Collect each line of the records below that contains the string "wheel", treating uppercase and lowercase as different.

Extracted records
::::::::::
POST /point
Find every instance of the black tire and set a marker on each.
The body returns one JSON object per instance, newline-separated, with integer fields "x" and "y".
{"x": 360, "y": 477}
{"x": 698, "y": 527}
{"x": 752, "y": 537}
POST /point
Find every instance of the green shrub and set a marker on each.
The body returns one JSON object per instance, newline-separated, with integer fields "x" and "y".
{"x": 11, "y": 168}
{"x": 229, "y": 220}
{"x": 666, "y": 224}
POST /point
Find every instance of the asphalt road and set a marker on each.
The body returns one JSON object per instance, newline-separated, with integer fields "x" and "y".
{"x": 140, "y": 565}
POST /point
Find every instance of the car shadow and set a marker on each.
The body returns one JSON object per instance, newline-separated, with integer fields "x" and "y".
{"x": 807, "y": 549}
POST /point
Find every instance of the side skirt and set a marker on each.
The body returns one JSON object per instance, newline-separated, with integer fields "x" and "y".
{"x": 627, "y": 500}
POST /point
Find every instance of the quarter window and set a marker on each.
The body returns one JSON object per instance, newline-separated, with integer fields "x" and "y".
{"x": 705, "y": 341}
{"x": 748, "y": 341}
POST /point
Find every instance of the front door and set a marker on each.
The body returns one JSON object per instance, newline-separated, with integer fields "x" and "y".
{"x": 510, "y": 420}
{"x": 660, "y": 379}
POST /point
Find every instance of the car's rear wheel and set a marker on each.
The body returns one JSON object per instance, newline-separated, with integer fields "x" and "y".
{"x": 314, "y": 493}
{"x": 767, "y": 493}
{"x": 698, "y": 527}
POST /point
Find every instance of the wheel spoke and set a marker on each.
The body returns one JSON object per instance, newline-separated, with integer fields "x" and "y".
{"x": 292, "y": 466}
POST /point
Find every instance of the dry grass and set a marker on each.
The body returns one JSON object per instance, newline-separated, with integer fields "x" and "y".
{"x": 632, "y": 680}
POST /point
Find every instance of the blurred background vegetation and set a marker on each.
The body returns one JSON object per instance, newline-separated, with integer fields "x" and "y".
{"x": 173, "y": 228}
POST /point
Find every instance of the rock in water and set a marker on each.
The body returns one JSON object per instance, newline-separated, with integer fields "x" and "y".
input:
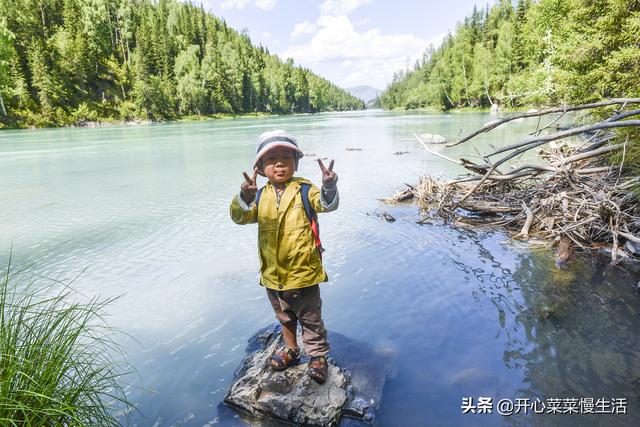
::::::::::
Answer to this exercise -
Find every instance of the car's rear wheel and set a marker on each.
Find every instance of the wheel spoke and set a marker on each.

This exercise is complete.